» EXPLORE THE MATERIAL
a) List every constitutional or legal document that the forum post on the British constitution mentions by name.
b) Reproduce the forum post on the British constitution word for word from "The British constitution" to "abuse and tyranny.".

» SELECTED EXCERPT
▶

Gmarthews said:
Not letting Europe distract us, but arguing amongst ourselves is not going to help is it Gosub?
Sure we disagree on whether Europe is good or not, but surely we can agree here on this thread that the path of the UK model seems to be going somewhat awry?
If our system in the UK is so great how come it is so weak that our own elected MP's are scared into supporting a war against the wishes of 80% of the population?
The British constitution is a medieval fag-end built to restrict monarchs not politicians. As a conservative it pains me to say this, but our ancestors have left us an utter shambles to deal with.
However it's a false choice to say it's our way or the highway (or rather, tunnel) to the Continent. We should solve British problems with a British solution. Whether some idealised Euro-state would be preferable is a moot point: no such state exists. We have to deal with what we’ve got, and we've got the EU, a remote and undemocratic centralised bureaucracy eagerly gobbling up power and resources
en route to some 1950s federalist dreamland. Its traditions are not ours. As has been pointed out, the useless European Declaration of Human Rights (and its weedy offspring, the Human Rights Act, 1998) offers scant protection from serious government abuse and tyranny.

◀

» MATERIAL SHOWN
▶

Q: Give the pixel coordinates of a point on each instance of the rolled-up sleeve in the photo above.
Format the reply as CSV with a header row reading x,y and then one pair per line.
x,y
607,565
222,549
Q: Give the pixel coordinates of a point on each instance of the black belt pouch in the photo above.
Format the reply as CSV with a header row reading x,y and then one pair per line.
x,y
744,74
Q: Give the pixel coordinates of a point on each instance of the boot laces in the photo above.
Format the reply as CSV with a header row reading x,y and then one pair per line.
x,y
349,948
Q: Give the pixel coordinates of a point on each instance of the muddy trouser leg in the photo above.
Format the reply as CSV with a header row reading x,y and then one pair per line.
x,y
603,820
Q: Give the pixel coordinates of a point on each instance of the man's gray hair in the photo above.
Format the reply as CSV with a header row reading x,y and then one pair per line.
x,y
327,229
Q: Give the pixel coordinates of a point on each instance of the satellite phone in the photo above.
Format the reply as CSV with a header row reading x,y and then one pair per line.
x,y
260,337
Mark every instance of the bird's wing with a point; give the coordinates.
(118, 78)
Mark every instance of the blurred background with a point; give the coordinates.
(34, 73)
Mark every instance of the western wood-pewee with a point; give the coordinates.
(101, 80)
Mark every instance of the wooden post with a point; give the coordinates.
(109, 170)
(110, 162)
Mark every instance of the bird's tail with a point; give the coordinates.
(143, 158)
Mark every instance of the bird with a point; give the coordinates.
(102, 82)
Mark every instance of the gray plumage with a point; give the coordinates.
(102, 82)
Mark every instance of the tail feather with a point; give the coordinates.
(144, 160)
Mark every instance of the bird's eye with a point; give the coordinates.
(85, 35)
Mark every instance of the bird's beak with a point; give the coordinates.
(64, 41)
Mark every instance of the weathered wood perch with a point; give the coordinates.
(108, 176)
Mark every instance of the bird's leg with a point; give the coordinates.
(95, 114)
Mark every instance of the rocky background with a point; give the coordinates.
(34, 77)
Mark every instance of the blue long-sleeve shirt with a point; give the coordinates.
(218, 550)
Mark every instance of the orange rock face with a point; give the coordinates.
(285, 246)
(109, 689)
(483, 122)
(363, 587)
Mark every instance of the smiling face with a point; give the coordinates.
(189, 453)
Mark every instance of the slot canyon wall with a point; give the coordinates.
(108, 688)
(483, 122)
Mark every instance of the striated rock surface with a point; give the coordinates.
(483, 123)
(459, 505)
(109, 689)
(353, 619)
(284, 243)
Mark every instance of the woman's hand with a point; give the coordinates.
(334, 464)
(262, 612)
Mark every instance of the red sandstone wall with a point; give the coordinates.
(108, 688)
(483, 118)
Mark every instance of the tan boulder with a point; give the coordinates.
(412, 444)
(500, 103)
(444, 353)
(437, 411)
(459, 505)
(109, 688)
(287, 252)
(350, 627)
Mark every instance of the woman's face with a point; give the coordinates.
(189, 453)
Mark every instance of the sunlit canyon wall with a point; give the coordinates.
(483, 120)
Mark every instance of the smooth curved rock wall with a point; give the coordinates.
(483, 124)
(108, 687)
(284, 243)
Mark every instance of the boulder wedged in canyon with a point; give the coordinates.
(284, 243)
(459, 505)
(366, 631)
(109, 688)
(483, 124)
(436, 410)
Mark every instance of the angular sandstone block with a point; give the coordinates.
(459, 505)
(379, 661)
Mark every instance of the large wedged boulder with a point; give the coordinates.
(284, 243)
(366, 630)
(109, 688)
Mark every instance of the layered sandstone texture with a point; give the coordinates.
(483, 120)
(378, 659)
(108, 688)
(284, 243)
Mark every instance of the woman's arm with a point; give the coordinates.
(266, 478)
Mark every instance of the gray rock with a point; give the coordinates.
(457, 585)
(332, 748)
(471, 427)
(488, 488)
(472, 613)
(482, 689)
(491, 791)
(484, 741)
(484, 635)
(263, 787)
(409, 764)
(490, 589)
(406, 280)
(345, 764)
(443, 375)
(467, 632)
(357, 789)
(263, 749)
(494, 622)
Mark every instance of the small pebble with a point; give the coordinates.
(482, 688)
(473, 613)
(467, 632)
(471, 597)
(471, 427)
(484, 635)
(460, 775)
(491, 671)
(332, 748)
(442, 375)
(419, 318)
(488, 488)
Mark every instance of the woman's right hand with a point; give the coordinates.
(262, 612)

◀

» SOLUTIONS IN ORDER
a)
- The British constitution
- The European Declaration of Human Rights
- The Human Rights Act, 1998

b)
The British constitution is a medieval fag-end built to restrict monarchs not politicians. As a conservative it pains me to say this, but our ancestors have left us an utter shambles to deal with.
However it's a false choice to say it's our way or the highway (or rather, tunnel) to the Continent. We should solve British problems with a British solution. Whether some idealised Euro-state would be preferable is a moot point: no such state exists. We have to deal with what we’ve got, and we've got the EU, a remote and undemocratic centralised bureaucracy eagerly gobbling up power and resources
en route to some 1950s federalist dreamland. Its traditions are not ours. As has been pointed out, the useless European Declaration of Human Rights (and its weedy offspring, the Human Rights Act, 1998) offers scant protection from serious government abuse and tyranny.